**WHAT THIS TASK INVOLVES**
Starting at the line that contains "Target: black and white postcard", restate each line word for word through the final line of the data, keeping both ends.
(DATA LISTING)
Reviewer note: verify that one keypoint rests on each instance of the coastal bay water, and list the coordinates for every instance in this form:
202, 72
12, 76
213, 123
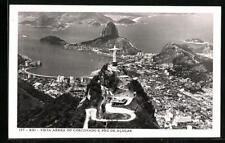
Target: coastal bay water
150, 37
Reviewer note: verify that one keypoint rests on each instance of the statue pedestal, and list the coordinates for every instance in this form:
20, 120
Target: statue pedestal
114, 63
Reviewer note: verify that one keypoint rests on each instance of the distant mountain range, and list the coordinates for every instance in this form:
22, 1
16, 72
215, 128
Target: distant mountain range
109, 37
60, 21
186, 63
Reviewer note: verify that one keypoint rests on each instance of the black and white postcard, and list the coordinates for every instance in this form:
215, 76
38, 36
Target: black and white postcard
114, 71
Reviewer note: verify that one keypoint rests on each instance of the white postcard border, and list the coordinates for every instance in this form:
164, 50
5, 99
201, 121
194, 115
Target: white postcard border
15, 132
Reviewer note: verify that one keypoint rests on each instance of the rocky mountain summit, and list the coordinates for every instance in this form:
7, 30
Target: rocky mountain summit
110, 30
53, 40
109, 37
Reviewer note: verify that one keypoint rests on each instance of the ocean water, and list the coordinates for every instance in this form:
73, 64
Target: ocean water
149, 37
(End DATA LISTING)
**ANSWER AREA**
Target: black and white postcard
114, 71
Reviewer note: verify that one keypoint rests on each instance of the white postcard border, and list the coordinates for every instance in this form:
164, 50
5, 99
201, 121
194, 115
Target: white postcard border
15, 132
Reviewer note: verify that one keypoint rests on each instance of the rocky mountain summit, and list the coordinates for every instance in this form:
7, 30
Target: rocky mountain summit
110, 30
53, 40
109, 37
Reviewer note: verify that one keypoint rests on each instance of the ocean water, and list the coordinates for every instance in this form:
73, 64
Target: ocean water
149, 37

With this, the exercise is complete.